Required work - Could you arrange the lines below, from the one containing "face in the image above." through the one containing "41, 21, 50, 31", as a two-column CSV with the headers text and answer? Give one row for each text with its answer, put each in its own quoted field, and replace line breaks with spaces.

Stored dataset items
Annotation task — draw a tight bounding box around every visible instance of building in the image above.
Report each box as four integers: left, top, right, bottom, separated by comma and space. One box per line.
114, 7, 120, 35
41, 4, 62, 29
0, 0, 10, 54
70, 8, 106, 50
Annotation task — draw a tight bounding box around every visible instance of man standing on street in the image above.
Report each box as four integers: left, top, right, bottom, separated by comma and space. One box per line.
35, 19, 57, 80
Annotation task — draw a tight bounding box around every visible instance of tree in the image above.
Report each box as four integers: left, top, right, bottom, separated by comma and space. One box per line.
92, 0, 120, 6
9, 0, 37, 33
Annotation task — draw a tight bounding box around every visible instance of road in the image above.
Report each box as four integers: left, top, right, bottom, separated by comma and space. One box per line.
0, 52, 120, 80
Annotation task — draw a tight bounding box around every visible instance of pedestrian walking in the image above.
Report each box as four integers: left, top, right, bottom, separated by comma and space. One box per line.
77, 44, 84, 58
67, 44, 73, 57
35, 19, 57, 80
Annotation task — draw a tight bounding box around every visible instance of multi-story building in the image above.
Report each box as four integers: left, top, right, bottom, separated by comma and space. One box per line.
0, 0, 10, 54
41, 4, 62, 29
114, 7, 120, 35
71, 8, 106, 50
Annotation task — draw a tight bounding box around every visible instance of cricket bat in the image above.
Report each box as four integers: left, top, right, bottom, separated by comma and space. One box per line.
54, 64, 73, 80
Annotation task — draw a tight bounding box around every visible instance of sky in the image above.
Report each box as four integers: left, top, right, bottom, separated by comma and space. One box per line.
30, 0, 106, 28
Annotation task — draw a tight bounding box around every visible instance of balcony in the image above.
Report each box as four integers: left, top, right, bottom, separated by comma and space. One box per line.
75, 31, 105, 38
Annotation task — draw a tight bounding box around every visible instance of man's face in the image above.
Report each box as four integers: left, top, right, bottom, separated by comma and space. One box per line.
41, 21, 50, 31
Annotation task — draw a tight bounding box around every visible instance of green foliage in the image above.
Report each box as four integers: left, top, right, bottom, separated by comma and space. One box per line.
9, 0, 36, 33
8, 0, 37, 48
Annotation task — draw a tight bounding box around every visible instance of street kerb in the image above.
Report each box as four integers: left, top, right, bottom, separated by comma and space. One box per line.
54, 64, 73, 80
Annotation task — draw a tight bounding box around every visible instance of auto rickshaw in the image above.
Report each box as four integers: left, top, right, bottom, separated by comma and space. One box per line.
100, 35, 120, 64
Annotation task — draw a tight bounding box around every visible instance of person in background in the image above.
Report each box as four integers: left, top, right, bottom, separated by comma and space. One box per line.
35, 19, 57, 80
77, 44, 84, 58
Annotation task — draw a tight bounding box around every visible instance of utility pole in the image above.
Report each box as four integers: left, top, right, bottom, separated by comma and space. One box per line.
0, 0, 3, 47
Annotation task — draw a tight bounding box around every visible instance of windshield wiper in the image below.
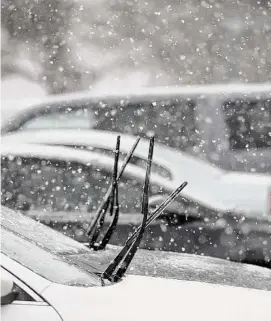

Response to this exercise -
text,answer
"Annotation task — draw a tight bounding box around every visible instance of man's face in the image above. Report each box as four integers: left, top, right, bottom, separated by comma and space. One box per line.","41, 21, 50, 31"